Your tasks>
A. In the forum thread about critiquing a story chapter, why does bdcharles suggest a conversation between Tacha and her father instead of stating her background directly?
B. Set down the part of the forum thread about critiquing a story chapter that runs from "## bdcharles (Jun" up to and including "I like that!".
C. Resume the forum thread about critiquing a story chapter, picking up right after its last sentence.

Passage>
Anyway, hope this helps. Lemme know if you need anything clarified


----------



## TataSweets44 (Jun 17, 2016)

@bdcharles Hi! Thank you for reading.
Whew! You guys have helped me a lot and now my mind is racing with ideas on how to change it without depleting my vision. I have to admit I have never been the best speller (probably not a good characteristic for a writer lol) so I fully expected that to come up in critiques. 

I've read through my chapter (many times) and completely agree about the "infodumping"

As for the repetitions: Gold is used so much because that's how I see this world. But I'm sure I can find a different way to express this. Free/freedom, yes I see where that becomes repetitive, I'll be searching for synonyms shortly. Lol

(Tacha tossed her silk sheet aside, allowing the movement of the wind to caress her brown skin as it sparkled with honey-coloured droplets from the healing waters of Bandi.)

A bit of your revision here doesn't follow my vision. I'll explain: The healing waters kind of transfer its golden hue onto her skin so her flesh is actually sparkling that color (also the reason for their eyes being partly gold) it's the trait of their people. Should I find a better way to express this also?

(Tacha, the only daughter to Badni's fifth king, but born to an un-wed mother so could never take the throne as her own.)

Some of this particular "infodump" sets up something later in the story. How could I put this in without it seeming like an infodump?


----------



## bdcharles (Jun 17, 2016)

TataSweets44 said:


> @bdcharles Hi! Thank you for reading.
> Whew! You guys have helped me a lot and now my mind is racing with ideas on *how to change it without depleting my vision*. I have to admit I have never been the best speller (probably not a good characteristic for a writer lol) so I fully expected that to come up in critiques.



I bolded a bit there because as you know, it's the most important bit. How to do it without depleting your vision. I like that!




TataSweets44 said:


> (Tacha tossed her silk sheet aside, allowing the movement of the wind to caress her brown skin as it sparkled with honey-coloured droplets from the healing waters of Bandi.)
> 
> A bit of your revision here doesn't follow my vision. I'll explain: The healing waters kind of transfer its golden hue onto her skin so her flesh is actually sparkling that color (also the reason for their eyes being partly gold) it's the trait of their people. Should I find a better way to express this also?



I think so - but in my mind it can be as simple as one word - we'll use yours, _transferred_. Oh, and maybe "amber" or something:

The sheer gold curtains wafted lazily from the breeze coming in through  the balcony doors, and Tacha tossed her silk sheet aside,  allowing the  movement of the wind to caress her brown  skin as it sparkled with  honey-coloured droplets, transferred from the healing amber waters  of Bandi. Goose flesh  rippled from the immediate chill.





TataSweets44 said:


> (Tacha, the only daughter to Badni's fifth king, but born to an un-wed mother so could never take the throne as her own.)
> 
> Some of this particular "infodump" sets up something later in the story. How could I put this in without it seeming like an infodump?



You could perhaps have a conversation between Tacha and her father, during which it becomes apparent that he is the king. Maybe she picks up his crown and puts it on her head for a joke or something. Then not only are you building out your world - the King, Tacha's role, some scenery elements - but also cementing their relationship and making readers that much more emotionally invested in their characters. You might be aware also, but it's worth mentioning the well-trodden "as you know, Bob" *cliche/tropey thing* around this that you can avoid or subvert or reinvent or indeed, use right out of the box; in which characters discuss things that would clearly be known to them and are so obviously cackhandedly there for the benefit of readers: "As you know, your father, the king" - I mean, in real life, people would just say "your dad" and you as a writer have to exposit that info some other inventive (though probably more time consuming, but not much more) way. So go to it!

Supplied data>
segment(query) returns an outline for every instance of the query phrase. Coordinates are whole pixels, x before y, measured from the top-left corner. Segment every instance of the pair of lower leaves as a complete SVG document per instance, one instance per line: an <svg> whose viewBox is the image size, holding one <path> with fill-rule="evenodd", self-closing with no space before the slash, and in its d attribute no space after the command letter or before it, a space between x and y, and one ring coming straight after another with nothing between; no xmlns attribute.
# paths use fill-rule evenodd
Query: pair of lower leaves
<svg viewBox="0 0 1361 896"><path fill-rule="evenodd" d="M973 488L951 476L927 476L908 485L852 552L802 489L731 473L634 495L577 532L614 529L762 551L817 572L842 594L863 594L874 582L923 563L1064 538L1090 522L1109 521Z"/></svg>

Answers in order>
A. Such a conversation would make it clear that he is the king while also building out the world: the King, Tacha's role and some scenery. It would also cement their relationship and make readers more emotionally invested in the characters.

B.
## bdcharles (Jun 17, 2016)

TataSweets44 said:


> @bdcharles Hi! Thank you for reading.
> Whew! You guys have helped me a lot and now my mind is racing with ideas on *how to change it without depleting my vision*. I have to admit I have never been the best speller (probably not a good characteristic for a writer lol) so I fully expected that to come up in critiques.



I bolded a bit there because as you know, it's the most important bit. How to do it without depleting your vision. I like that!

C.
----------



## afk4life (Jun 17, 2016)

You're welcome. Okay, point by point to your questions.



> He strode in like he was king of the castle, his handsome face tipped up as if he was expecting praise from anyone near



That's still a little tell-not-show. Also, you're using adjectives and similes that imho don't pack a lot of punch. That's not saying simple words is bad, it's like a composition, it depends on how you use them. Maybe something more like (I'm not sure about the eyes thing, that's just an example, but eyes are very evocative if used well):



> He strode into the room, and it immediately seemed to shrink in his presence. His eyes flashed gold. She knew what he wanted, but she wasn't ready to belong to anyone. His eyes softened a bit to sadness, hurt, even, because he could not understand the thing inside her that made her want to be alone.



On the melodramatic terms:



TataSweets44 said:


> Can you give me an example of this? So I know precisely what you mean so I can make the proper changes.



Well, just one example. 



> She braced herself against his bare chest, reveling in the feel of his cool flesh.



Try reading things out loud (preferably in a safe space where no one will think you've gone insane) and see how they sound. That should give you an idea of how it sounds to the reader. 




> Oh and as for the spelling punctuation and grammar, I did this all on my phone but if you know of any good sites I could go to, that would also be helpful.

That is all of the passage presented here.